> [Your objective] Please copy the listing from its start through the line containing "negative clicks: (117, 24) (72, 12)", inclusive, substituting "points" for every "clicks" and leaving all else unchanged.
****
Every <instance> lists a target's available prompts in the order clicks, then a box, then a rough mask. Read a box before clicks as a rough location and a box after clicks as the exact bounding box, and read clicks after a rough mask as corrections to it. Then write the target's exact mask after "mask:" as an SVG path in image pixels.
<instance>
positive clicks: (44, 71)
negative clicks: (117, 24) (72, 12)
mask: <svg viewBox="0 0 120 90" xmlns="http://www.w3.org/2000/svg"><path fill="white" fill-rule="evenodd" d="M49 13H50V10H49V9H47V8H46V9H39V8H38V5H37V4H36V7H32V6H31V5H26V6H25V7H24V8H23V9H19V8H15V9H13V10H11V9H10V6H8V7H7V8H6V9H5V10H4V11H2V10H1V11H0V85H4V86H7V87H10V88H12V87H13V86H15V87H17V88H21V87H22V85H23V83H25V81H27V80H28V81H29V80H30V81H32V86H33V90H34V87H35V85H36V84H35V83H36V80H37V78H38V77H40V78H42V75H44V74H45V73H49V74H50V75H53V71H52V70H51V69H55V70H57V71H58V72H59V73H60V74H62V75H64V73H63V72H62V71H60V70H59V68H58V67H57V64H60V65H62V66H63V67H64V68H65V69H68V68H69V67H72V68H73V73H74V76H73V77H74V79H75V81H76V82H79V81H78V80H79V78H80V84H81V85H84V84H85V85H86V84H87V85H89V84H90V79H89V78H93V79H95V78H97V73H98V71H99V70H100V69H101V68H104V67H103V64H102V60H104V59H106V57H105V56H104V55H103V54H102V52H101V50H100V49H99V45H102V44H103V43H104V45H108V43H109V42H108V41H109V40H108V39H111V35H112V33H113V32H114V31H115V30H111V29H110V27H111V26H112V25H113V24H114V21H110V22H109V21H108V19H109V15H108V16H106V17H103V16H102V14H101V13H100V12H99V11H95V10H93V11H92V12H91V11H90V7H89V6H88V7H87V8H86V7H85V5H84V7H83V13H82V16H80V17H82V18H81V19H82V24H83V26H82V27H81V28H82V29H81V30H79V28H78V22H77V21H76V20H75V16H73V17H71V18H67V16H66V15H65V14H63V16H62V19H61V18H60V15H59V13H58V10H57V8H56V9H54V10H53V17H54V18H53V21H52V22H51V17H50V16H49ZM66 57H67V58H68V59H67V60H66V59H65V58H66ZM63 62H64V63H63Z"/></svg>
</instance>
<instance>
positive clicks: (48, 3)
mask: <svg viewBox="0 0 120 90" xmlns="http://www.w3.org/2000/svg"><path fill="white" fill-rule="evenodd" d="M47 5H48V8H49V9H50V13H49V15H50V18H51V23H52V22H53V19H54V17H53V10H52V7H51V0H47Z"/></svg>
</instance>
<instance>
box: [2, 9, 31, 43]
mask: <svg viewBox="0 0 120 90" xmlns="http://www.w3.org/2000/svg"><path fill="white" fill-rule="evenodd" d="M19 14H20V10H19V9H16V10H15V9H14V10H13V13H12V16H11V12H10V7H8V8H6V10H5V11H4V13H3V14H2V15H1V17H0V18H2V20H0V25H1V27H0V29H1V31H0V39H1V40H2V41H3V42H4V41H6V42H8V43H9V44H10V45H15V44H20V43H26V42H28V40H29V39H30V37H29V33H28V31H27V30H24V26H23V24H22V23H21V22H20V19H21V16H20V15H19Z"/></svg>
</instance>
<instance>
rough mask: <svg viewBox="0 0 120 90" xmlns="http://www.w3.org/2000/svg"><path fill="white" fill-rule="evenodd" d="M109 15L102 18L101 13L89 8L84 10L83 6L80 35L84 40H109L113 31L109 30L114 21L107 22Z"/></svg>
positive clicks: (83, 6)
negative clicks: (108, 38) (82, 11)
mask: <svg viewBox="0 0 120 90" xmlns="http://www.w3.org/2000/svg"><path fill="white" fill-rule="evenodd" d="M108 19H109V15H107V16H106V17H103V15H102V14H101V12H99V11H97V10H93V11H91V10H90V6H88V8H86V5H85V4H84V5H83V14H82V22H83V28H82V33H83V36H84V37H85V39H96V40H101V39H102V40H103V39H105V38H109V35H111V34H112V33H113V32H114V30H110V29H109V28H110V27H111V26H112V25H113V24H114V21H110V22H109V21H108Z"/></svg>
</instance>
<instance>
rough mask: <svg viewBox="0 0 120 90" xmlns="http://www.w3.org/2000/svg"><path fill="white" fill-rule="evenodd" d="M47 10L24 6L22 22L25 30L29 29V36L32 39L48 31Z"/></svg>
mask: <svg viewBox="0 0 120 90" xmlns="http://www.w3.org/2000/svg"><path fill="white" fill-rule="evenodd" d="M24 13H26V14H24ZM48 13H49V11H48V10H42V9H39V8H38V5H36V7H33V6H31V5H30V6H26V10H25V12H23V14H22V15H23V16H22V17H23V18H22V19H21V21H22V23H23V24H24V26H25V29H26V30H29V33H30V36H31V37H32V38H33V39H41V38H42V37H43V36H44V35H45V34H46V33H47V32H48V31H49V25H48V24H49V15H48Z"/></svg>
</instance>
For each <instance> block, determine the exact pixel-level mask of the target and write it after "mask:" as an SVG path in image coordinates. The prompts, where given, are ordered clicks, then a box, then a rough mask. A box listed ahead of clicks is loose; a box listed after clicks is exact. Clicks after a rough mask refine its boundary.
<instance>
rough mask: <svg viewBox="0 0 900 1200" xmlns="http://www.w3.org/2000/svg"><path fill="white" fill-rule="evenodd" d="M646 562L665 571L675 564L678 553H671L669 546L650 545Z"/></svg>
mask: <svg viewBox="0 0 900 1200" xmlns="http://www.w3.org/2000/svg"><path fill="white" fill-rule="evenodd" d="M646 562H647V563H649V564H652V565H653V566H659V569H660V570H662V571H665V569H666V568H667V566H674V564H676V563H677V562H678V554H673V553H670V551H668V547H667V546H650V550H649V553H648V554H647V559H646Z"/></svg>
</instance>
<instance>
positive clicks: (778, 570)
****
> [Answer to this problem]
Every <instance> lists a target's available prompts in the order points, then a box, then a rough mask. Read a box before points as a rough location and a box after points as the exact bounding box, and read points after a rough mask as corrections to it. Then write the target's exact mask after "mask:" as an SVG path in image pixels.
<instance>
positive points: (44, 71)
negative points: (117, 24) (72, 12)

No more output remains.